» SET TASK: Arrange every line of the items below as a Markdown table with two columns, Row and Line. Number each row, skip blank lines, and leave the pictures out of the answer.

» SUPPLIED ENTRIES:
((
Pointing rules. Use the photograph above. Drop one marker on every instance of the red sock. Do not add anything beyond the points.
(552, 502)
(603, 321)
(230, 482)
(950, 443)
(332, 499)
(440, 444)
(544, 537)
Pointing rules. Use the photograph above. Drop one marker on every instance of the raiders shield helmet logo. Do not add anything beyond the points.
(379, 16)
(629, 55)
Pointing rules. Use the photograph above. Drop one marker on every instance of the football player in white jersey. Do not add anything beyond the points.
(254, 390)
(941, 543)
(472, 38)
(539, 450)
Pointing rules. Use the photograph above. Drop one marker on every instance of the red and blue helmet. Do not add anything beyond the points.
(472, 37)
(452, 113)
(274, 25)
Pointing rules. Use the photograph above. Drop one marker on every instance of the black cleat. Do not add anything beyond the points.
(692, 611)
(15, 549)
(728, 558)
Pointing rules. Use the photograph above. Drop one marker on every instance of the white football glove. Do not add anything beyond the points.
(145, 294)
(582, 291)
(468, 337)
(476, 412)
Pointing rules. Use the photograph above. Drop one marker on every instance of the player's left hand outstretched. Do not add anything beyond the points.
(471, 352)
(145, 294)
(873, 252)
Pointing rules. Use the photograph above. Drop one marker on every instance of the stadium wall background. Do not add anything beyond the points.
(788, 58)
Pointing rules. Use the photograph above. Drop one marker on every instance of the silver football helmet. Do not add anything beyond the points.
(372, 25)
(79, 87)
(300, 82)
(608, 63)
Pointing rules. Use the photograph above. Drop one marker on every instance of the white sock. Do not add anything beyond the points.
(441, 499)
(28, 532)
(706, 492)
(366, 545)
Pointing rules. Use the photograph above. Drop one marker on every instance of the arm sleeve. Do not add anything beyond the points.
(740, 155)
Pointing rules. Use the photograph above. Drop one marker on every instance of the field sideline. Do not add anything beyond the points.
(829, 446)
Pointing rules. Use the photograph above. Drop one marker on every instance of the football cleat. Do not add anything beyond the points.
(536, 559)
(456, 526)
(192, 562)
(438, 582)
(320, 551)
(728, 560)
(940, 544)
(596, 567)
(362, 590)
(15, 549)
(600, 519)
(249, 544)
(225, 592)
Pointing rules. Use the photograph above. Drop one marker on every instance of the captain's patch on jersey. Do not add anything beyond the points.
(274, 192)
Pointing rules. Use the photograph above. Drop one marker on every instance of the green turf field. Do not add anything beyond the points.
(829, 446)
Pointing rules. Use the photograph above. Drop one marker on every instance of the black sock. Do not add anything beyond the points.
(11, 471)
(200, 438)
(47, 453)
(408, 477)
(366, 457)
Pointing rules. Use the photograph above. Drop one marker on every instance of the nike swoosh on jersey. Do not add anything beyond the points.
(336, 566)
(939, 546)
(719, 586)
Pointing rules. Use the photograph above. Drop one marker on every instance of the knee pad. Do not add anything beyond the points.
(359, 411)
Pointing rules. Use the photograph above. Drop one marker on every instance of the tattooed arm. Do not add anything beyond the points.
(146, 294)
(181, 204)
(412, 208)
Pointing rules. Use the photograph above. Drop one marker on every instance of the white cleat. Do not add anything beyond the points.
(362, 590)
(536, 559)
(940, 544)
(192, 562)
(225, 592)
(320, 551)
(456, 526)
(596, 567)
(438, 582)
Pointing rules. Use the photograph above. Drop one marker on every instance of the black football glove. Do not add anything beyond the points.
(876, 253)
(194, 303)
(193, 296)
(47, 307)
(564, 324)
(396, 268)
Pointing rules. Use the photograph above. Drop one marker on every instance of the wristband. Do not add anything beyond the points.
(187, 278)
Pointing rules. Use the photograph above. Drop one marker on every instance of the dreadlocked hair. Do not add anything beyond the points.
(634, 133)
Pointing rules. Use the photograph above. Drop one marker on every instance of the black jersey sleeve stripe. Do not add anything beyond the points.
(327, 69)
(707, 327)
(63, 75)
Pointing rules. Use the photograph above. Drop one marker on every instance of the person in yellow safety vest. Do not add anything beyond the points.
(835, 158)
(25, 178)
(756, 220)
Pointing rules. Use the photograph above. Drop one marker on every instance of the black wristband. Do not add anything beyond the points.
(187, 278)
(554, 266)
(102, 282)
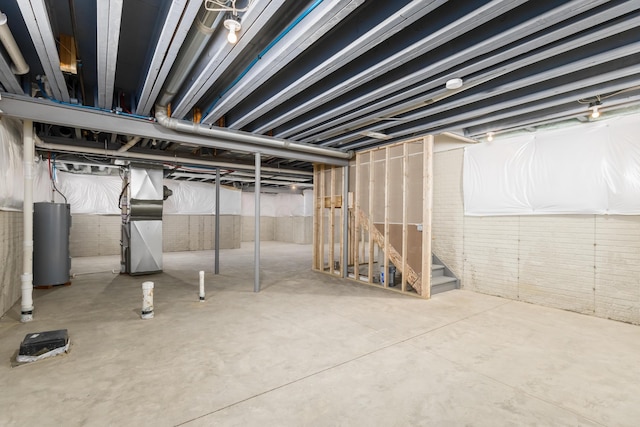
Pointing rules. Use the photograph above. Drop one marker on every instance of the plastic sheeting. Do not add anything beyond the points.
(278, 205)
(588, 169)
(199, 198)
(11, 177)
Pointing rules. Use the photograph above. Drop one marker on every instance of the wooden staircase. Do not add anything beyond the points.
(442, 279)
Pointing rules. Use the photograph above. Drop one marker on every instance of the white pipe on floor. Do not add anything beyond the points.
(202, 286)
(27, 224)
(19, 65)
(147, 300)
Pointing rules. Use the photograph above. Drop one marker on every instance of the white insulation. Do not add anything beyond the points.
(592, 168)
(279, 204)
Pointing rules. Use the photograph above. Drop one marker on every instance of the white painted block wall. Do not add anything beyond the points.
(11, 237)
(584, 263)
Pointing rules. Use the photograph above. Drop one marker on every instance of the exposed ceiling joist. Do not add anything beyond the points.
(390, 26)
(436, 73)
(299, 36)
(109, 16)
(176, 27)
(36, 17)
(46, 112)
(221, 54)
(466, 23)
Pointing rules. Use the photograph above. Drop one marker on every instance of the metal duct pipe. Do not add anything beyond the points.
(26, 306)
(196, 41)
(129, 144)
(155, 157)
(243, 137)
(19, 65)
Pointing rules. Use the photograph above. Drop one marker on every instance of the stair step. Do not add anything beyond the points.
(442, 284)
(437, 270)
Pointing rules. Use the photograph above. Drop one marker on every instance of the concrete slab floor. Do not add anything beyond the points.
(309, 349)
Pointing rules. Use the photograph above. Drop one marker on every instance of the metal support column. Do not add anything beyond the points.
(345, 221)
(256, 253)
(216, 269)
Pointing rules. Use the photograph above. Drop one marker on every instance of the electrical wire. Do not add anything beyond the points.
(122, 194)
(598, 98)
(52, 177)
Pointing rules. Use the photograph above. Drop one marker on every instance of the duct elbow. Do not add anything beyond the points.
(163, 118)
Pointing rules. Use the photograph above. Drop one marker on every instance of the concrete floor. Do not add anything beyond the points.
(309, 350)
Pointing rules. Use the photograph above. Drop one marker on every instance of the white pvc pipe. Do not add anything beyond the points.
(27, 224)
(19, 65)
(202, 286)
(147, 300)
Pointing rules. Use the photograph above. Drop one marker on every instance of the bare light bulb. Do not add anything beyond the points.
(233, 26)
(232, 37)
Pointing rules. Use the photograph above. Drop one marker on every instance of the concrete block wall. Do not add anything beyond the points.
(267, 228)
(95, 235)
(583, 263)
(294, 229)
(447, 222)
(290, 229)
(11, 237)
(197, 232)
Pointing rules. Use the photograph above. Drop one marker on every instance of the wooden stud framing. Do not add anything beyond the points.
(371, 224)
(361, 224)
(332, 225)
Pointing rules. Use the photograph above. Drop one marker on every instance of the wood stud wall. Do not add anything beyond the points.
(377, 228)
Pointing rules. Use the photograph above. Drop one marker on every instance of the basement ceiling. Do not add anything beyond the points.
(347, 75)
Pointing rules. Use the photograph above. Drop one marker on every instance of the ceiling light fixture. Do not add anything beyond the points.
(376, 135)
(233, 25)
(454, 84)
(595, 112)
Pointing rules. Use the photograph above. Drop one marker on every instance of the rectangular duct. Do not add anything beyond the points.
(141, 204)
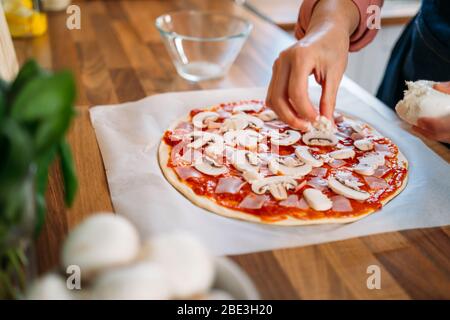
))
» EXERCISE OUTPUT:
| Row | Line |
|---|---|
| 1 | Pointing rules. Use the photograph above. Drop one marker on every instance of the red sock. Do not add anything beyond the points. |
| 2 | (552, 502) |
| 3 | (603, 321) |
| 4 | (230, 482) |
| 5 | (950, 443) |
| 6 | (332, 499) |
| 7 | (440, 444) |
| 8 | (544, 537) |
| 9 | Pointing rules. Use the photograph above. Drop one marker on every instance of the raiders shield helmet logo. Do not add anything beyond the points. |
| 10 | (379, 16) |
| 11 | (629, 55) |
| 12 | Pointing rules. Use the photograph above. Drop one marker on every instance of the football player in white jersey. Do not add anything beyond the points. |
| 13 | (254, 390) |
| 14 | (941, 543) |
| 15 | (472, 38) |
| 16 | (539, 450) |
| 17 | Pointing rules. Use the photograph above. Drop one marker on every instance of the red and blue helmet. Do not add anything beyond the points. |
| 18 | (472, 37) |
| 19 | (452, 113) |
| 20 | (274, 25) |
| 21 | Pointing rules. Use the photograph above. Drop one marker on every instance of the black cleat. Do not add anything beyond the points. |
| 22 | (692, 611) |
| 23 | (15, 549) |
| 24 | (728, 558) |
| 25 | Pointing rules. Use the photograph above. Drop one marker on every instance of the white football glove. Do not add anything beyond the points. |
| 26 | (145, 294) |
| 27 | (582, 291) |
| 28 | (468, 337) |
| 29 | (476, 412) |
| 30 | Pointing rules. Use the photograph above. Drop one marker on every instance of the player's left hand outstretched. Do not add anything beyond the points. |
| 31 | (471, 352) |
| 32 | (145, 294) |
| 33 | (873, 252) |
| 34 | Pointing rules. Use the photograph above. Drop one marker on every instance of the stadium wall background. Do not add anything beyond the points. |
| 35 | (788, 58) |
| 36 | Pointing rules. Use the photograph above. Drop one marker on every instance of the silver football helmet. Do not add anything beyond the points. |
| 37 | (372, 25) |
| 38 | (79, 87) |
| 39 | (300, 82) |
| 40 | (608, 63) |
| 41 | Pointing rules. Use the photograph above. Drop one marker on every instance of the white sock. Do not add anything beyond the points. |
| 42 | (441, 499) |
| 43 | (28, 532) |
| 44 | (706, 492) |
| 45 | (366, 545) |
| 46 | Pointing rules. Use the photograph above. Drop one marker on every instance of the arm sleeve. Do not add anything beyond the points. |
| 47 | (740, 155) |
| 48 | Pointing rules. Use the photograph above. Drop one marker on every instance of the field sideline. Do not add anything beyond the points. |
| 49 | (829, 446) |
| 50 | Pointing rules. Use the photograph above. Drop one marker on every instance of the football cleat. Do not add anything beyond the points. |
| 51 | (536, 559) |
| 52 | (456, 526) |
| 53 | (192, 562) |
| 54 | (438, 582) |
| 55 | (320, 551) |
| 56 | (728, 560) |
| 57 | (940, 544) |
| 58 | (596, 567) |
| 59 | (362, 590) |
| 60 | (15, 549) |
| 61 | (600, 519) |
| 62 | (249, 544) |
| 63 | (225, 592) |
| 64 | Pointing rules. Use the photograph above. Drop one marker on every instance of the captain's patch on jersey. Do not add anything beyond the points. |
| 65 | (274, 192) |
| 66 | Pointing rules. Use the photograph above. Drop one marker on every instance of the green turf field. Do not add anything beyond the points. |
| 67 | (829, 446) |
| 68 | Pointing rules. Use the photograph above. Drop one marker on every instance of the black sock. Do not add anything beyond the points. |
| 69 | (11, 471) |
| 70 | (200, 438) |
| 71 | (47, 453) |
| 72 | (408, 477) |
| 73 | (366, 457) |
| 74 | Pointing rules. Use the photograph above. Drop one marker on every instance of the nike swoosh on jersey. Do not add anything beyond the points. |
| 75 | (336, 566) |
| 76 | (939, 546) |
| 77 | (719, 586) |
| 78 | Pointing rules. Use the photograph above. Drop one marker on every instance of the knee pad. Do not add anything beyond the points. |
| 79 | (359, 411) |
| 80 | Pointing rules. Use the photograph above. Drop one marker on every instance of the tattooed arm. Do not add anything beyond the points. |
| 81 | (146, 294) |
| 82 | (181, 204) |
| 83 | (412, 208) |
| 84 | Pointing rules. Use the photograph above. Drop one marker on every instance of the white cleat. Do not add anything beyond the points. |
| 85 | (362, 590) |
| 86 | (536, 559) |
| 87 | (940, 544) |
| 88 | (192, 562) |
| 89 | (225, 592) |
| 90 | (320, 551) |
| 91 | (456, 526) |
| 92 | (596, 567) |
| 93 | (438, 582) |
| 94 | Pointing rules. Use the photograph above. Drop one marker on every instance of the black football glove. Do not add anything beyond the points. |
| 95 | (876, 253) |
| 96 | (194, 303) |
| 97 | (193, 296) |
| 98 | (47, 307) |
| 99 | (564, 324) |
| 100 | (396, 268) |
| 101 | Pointing rules. Use the photograph above. Drop one marker on every instance of the wristband. Do not add anything beyond the points. |
| 102 | (187, 278) |
| 103 | Pointing rules. Use the photograph above. Drop one marker on every instance of the dreadlocked hair. Do not add anything beyond the points. |
| 104 | (634, 133) |
| 105 | Pointing rules. Use the photograph above. Drop one marker on every instance of the black jersey sleeve stripe. Do not add anything beyond the points. |
| 106 | (327, 69) |
| 107 | (707, 327) |
| 108 | (63, 75) |
| 109 | Pointing rules. Use the photograph above. Drop one marker on every instance of the person in yellow safety vest. Do not add anything beyond the points. |
| 110 | (835, 158) |
| 111 | (25, 178) |
| 112 | (756, 220) |
| 113 | Pointing rules. Use the photograph above. Drop one marker on every instance of the black wristband. Do not add anything beyond the points. |
| 114 | (187, 278) |
| 115 | (554, 266) |
| 116 | (102, 282) |
| 117 | Pointing rules. Use the photograph above. Drop one marker on every instance of the plastic sheeting. Do not add anything beyond the points. |
| 118 | (278, 205) |
| 119 | (588, 169) |
| 120 | (199, 198) |
| 121 | (11, 177) |
| 122 | Pointing rules. Use the photograph above. Drop one marker on every instance of the wooden staircase. Do not add anything beyond the points. |
| 123 | (442, 279) |
| 124 | Pointing rules. Use the photograph above. Drop one marker on every instance of the white pipe on floor. Do not add anything beyond the points. |
| 125 | (202, 286) |
| 126 | (27, 224) |
| 127 | (19, 65) |
| 128 | (147, 300) |
| 129 | Pointing rules. Use the photograph above. Drop one marker on every instance of the white insulation. Do not add anything beyond the points. |
| 130 | (592, 168) |
| 131 | (279, 204) |
| 132 | Pointing rules. Use the photograph above. Drop one marker on every instance of the white painted block wall. Do not add anything beyond the points. |
| 133 | (11, 237) |
| 134 | (584, 263) |
| 135 | Pointing rules. Use the photograph above. Drop one marker on every instance of the exposed ceiling joist. Do not add anything beyond the points. |
| 136 | (390, 26) |
| 137 | (436, 73) |
| 138 | (299, 36) |
| 139 | (109, 16) |
| 140 | (176, 27) |
| 141 | (36, 17) |
| 142 | (46, 112) |
| 143 | (221, 54) |
| 144 | (466, 23) |
| 145 | Pointing rules. Use the photograph above. Drop one marker on every instance of the metal duct pipe. Do not add anything beyond the points. |
| 146 | (26, 306) |
| 147 | (196, 41) |
| 148 | (129, 144) |
| 149 | (155, 157) |
| 150 | (243, 137) |
| 151 | (19, 65) |
| 152 | Pointing rules. Use the photograph above. Drop one marker on every instance of the stair step. Do not add anything beyond the points. |
| 153 | (442, 284) |
| 154 | (437, 270) |
| 155 | Pointing rules. Use the photograph above. Drop one marker on every instance of the concrete slab floor. Do not add anything beyond the points. |
| 156 | (309, 349) |
| 157 | Pointing rules. Use the photograph above. Drop one marker on every instance of the metal support column. Do not add anything beyond the points. |
| 158 | (345, 221) |
| 159 | (256, 253) |
| 160 | (216, 269) |
| 161 | Pointing rules. Use the photograph above. Drop one marker on every instance of the electrical wire. Do not add anything beyond the points. |
| 162 | (122, 194) |
| 163 | (598, 98) |
| 164 | (52, 177) |
| 165 | Pointing rules. Use the photograph above. Drop one marker on every instance of the duct elbow. Do not add anything beyond the points. |
| 166 | (163, 118) |
| 167 | Pointing rules. Use the photograph above. Drop one marker on every instance of the concrete floor. Do not add anything beyond the points. |
| 168 | (309, 350) |
| 169 | Pointing rules. Use the photograph above. Drop one marker on every instance of the white pvc pipe. Do not add anything beyond the points. |
| 170 | (27, 224) |
| 171 | (19, 65) |
| 172 | (202, 286) |
| 173 | (147, 300) |
| 174 | Pointing rules. Use the photograph above. Drop one marker on every instance of the bare light bulb. Do not add anything beyond the points. |
| 175 | (233, 26) |
| 176 | (232, 37) |
| 177 | Pointing rules. Use the photograph above. Drop one marker on every instance of the concrete block wall. Do not add anything beyond the points. |
| 178 | (267, 228) |
| 179 | (95, 235) |
| 180 | (583, 263) |
| 181 | (294, 229) |
| 182 | (447, 222) |
| 183 | (290, 229) |
| 184 | (11, 237) |
| 185 | (197, 232) |
| 186 | Pointing rules. Use the photograph above. Drop one marker on every instance of the wooden stud framing. Do not add anything beyond the points. |
| 187 | (371, 224) |
| 188 | (361, 224) |
| 189 | (332, 225) |
| 190 | Pointing rules. Use the photograph above. Drop one marker on every instance of the wood stud wall. Do not add anything beyond the points. |
| 191 | (377, 228) |
| 192 | Pointing rules. Use the photograph above. Drop one marker on every instance of the basement ceiling. Do not add anything beyond the points. |
| 193 | (347, 75) |
| 194 | Pointing rules. Use the photograph above. Drop one marker on every instance of the ceiling light fixture. Do not add anything beyond the points. |
| 195 | (376, 135) |
| 196 | (233, 25) |
| 197 | (454, 84) |
| 198 | (595, 112) |
| 199 | Pointing rules. Use the photograph above. Drop one marker on every instance of the rectangular duct. Do not add anything beyond the points. |
| 200 | (141, 204) |